**EXERCISE REQUIREMENTS**
Output the data verbatim, minus the images.

**Stored data entries**
━━━━━━━━━━━━━━━━━━━━

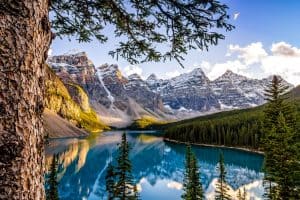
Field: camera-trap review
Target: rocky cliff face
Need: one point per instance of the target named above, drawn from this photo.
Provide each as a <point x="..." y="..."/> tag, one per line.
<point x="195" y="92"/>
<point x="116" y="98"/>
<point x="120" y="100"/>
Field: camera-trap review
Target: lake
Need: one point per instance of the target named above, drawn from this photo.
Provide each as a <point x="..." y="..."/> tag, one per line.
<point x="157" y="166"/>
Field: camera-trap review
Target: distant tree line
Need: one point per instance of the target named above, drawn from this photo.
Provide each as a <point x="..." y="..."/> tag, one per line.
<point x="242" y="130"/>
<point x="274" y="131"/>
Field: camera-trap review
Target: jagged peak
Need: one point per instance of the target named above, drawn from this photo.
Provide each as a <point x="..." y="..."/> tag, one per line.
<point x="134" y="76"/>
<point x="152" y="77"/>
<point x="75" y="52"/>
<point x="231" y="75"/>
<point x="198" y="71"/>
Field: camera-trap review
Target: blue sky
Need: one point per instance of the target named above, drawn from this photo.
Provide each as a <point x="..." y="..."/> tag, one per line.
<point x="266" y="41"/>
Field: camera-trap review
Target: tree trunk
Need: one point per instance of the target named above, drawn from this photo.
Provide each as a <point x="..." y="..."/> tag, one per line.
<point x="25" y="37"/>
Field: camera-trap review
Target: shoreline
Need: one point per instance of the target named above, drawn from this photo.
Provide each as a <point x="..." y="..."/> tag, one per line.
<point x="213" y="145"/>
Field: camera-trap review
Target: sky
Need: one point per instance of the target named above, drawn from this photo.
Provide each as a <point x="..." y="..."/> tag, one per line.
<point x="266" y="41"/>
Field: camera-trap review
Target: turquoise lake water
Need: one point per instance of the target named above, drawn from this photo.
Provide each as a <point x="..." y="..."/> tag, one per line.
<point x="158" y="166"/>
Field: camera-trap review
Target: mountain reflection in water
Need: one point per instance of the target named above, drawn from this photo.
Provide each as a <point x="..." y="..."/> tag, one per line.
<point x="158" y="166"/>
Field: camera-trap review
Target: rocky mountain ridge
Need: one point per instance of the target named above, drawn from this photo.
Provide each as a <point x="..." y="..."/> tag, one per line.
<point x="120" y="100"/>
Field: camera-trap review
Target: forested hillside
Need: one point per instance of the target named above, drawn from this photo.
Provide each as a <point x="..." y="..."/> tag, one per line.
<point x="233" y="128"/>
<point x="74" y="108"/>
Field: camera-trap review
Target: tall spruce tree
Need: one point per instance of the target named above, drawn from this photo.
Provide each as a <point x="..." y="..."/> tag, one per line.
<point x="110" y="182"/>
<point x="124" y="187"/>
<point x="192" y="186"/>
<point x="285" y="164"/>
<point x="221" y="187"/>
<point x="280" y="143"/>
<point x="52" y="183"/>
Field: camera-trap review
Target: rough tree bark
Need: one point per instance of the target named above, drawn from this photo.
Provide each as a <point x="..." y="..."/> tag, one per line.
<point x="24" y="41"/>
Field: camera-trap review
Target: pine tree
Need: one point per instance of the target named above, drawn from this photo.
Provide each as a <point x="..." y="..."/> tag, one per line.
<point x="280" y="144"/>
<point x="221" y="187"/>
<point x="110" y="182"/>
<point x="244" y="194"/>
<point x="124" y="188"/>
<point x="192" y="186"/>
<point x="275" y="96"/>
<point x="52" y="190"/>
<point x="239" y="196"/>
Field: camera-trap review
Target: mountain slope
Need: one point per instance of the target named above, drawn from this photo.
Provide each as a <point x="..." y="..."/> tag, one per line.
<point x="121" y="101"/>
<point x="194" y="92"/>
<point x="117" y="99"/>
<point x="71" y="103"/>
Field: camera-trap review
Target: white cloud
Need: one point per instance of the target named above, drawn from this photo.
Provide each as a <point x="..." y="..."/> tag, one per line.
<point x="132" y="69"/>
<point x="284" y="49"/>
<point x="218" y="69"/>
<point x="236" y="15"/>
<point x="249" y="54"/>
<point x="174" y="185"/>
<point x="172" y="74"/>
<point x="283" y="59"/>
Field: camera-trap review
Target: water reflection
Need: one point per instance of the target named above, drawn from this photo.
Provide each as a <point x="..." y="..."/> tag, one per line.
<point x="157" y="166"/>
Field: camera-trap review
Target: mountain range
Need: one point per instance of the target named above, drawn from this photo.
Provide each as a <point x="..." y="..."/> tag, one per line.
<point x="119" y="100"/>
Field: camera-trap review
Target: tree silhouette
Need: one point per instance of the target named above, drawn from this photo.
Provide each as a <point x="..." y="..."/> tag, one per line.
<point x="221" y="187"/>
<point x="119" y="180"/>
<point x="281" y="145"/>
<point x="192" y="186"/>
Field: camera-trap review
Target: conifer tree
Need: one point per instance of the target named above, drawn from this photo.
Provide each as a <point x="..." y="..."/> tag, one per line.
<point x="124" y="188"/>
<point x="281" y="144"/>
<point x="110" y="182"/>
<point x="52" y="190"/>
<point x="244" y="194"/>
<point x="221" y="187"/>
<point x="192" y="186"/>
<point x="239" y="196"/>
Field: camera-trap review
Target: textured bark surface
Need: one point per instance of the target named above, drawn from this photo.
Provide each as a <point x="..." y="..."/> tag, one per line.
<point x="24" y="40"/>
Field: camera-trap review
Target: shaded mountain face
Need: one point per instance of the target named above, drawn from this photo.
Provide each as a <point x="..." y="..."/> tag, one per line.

━━━━━━━━━━━━━━━━━━━━

**ANSWER FOR THIS EXERCISE**
Field: camera-trap review
Target: rocky cliff face
Need: one point per instance of the target named above, drawn from this photo.
Provide each as a <point x="..." y="..."/> tag, one per line.
<point x="195" y="92"/>
<point x="116" y="98"/>
<point x="120" y="100"/>
Field: camera-trap review
Target: lake
Need: one point per instance of the target named above, drawn from this photo.
Provide each as a <point x="..." y="..."/> tag, one per line.
<point x="157" y="166"/>
Field: camera-trap review
Target: distant tree line
Need: one point per instance of the target named above, drawn from this photo.
Provide each as a <point x="..." y="..."/> tag, one per line.
<point x="242" y="130"/>
<point x="274" y="131"/>
Field: camera-trap review
Target: jagged peak
Need: one point per instance of the target named above, drawn from this photo.
Provide each as a <point x="..." y="..."/> tag, one per line.
<point x="134" y="76"/>
<point x="152" y="77"/>
<point x="75" y="52"/>
<point x="231" y="75"/>
<point x="198" y="71"/>
Field: camera-trap review
Target: blue sky
Need: one point per instance of the target named above, drawn from this photo.
Provide each as a <point x="..." y="..."/> tag, one per line.
<point x="266" y="41"/>
Field: camera-trap review
Target: tree trunk
Need: one point per instance of the target named above, drawn from this photo.
Provide each as a <point x="..." y="..."/> tag, one per line.
<point x="25" y="37"/>
Field: camera-trap review
Target: shoreline
Need: one point per instance of the target named above, drawn from this photo.
Provide each as a <point x="..." y="..."/> tag, one per line.
<point x="213" y="145"/>
Field: camera-trap review
Target: sky
Need: one point per instance of the target named above, drawn from this photo.
Provide each as a <point x="..." y="..."/> tag, one per line.
<point x="266" y="41"/>
Field: camera-trap review
Target: turquoise lake water
Need: one point per instance of the target named above, drawn from this photo.
Provide each as a <point x="..." y="..."/> tag, one per line.
<point x="158" y="166"/>
Field: camera-trap review
Target: mountain reflection in water
Need: one point per instance of the target named above, drawn from this photo.
Provide each as a <point x="..." y="..."/> tag, one per line.
<point x="158" y="166"/>
Field: camera-trap review
Target: rocky mountain ridge
Need: one point per instance of the target named above, drawn from this photo.
Provide each as a <point x="..." y="..."/> tag, one per line.
<point x="120" y="100"/>
Field: camera-trap review
Target: forested hillside
Need: one point per instance of the target named above, drawn from this photo.
Provide each as a <point x="..." y="..."/> tag, one per line.
<point x="233" y="128"/>
<point x="74" y="108"/>
Field: camera-trap review
Target: tall spruce tree
Need: one point per instance of the target named above, drawn from this photo.
Provide each as a <point x="..." y="..."/> tag, one per line.
<point x="110" y="182"/>
<point x="124" y="187"/>
<point x="192" y="186"/>
<point x="285" y="164"/>
<point x="221" y="187"/>
<point x="280" y="143"/>
<point x="52" y="183"/>
Field: camera-trap review
Target: rough tree bark
Need: one point per instance of the target named above, drawn from this photo.
Provide each as a <point x="..." y="..."/> tag, one per line.
<point x="24" y="41"/>
Field: camera-trap review
Target: pine tree
Need: one point per instance of the target named above, drawn from this photo.
Provide each as a <point x="..." y="..."/> tag, one per line.
<point x="280" y="144"/>
<point x="221" y="187"/>
<point x="110" y="182"/>
<point x="244" y="194"/>
<point x="124" y="188"/>
<point x="192" y="186"/>
<point x="275" y="96"/>
<point x="52" y="190"/>
<point x="239" y="196"/>
Field: camera-trap review
Target: mountain slope
Need: one point per instance of the target named above, drawn from this photo.
Provide each as a <point x="..." y="..."/> tag, one per line.
<point x="121" y="101"/>
<point x="194" y="92"/>
<point x="117" y="99"/>
<point x="71" y="103"/>
Field: camera-trap review
Target: white cloud
Need: one point per instance of the target named above, drawn from this photo.
Provide each as a <point x="..." y="..."/> tag, one per line.
<point x="132" y="69"/>
<point x="284" y="49"/>
<point x="218" y="69"/>
<point x="236" y="15"/>
<point x="249" y="54"/>
<point x="174" y="185"/>
<point x="172" y="74"/>
<point x="283" y="59"/>
Field: camera-trap review
Target: water reflection
Need: one point per instance of the target named above, drawn from this photo.
Provide each as a <point x="..." y="..."/> tag, one per line.
<point x="157" y="166"/>
Field: camera-trap review
Target: mountain range
Need: one point per instance of the target named above, drawn from this photo.
Provide each as a <point x="..." y="..."/> tag, one per line.
<point x="119" y="100"/>
Field: camera-trap review
Target: tree silhouette
Need: one point per instance of the target named above, drawn from this photo.
Provide each as a <point x="..." y="..."/> tag, one per line.
<point x="221" y="187"/>
<point x="119" y="180"/>
<point x="281" y="145"/>
<point x="192" y="186"/>
Field: camera-trap review
Target: conifer tree
Need: one point per instance of the target named above, drawn from this photo.
Provide each as a <point x="..." y="..."/> tag, one per line.
<point x="124" y="188"/>
<point x="281" y="144"/>
<point x="110" y="182"/>
<point x="52" y="190"/>
<point x="244" y="194"/>
<point x="221" y="187"/>
<point x="192" y="186"/>
<point x="239" y="196"/>
Field: camera-trap review
Target: textured bark surface
Need: one point per instance of the target named above, drawn from this photo.
Provide each as a <point x="..." y="..."/> tag, one per line.
<point x="24" y="40"/>
Field: camera-trap review
Target: shaded mountain face
Need: one point per instance of the target named above, drawn from this photo.
Provide each as a <point x="..." y="..."/> tag, one per line.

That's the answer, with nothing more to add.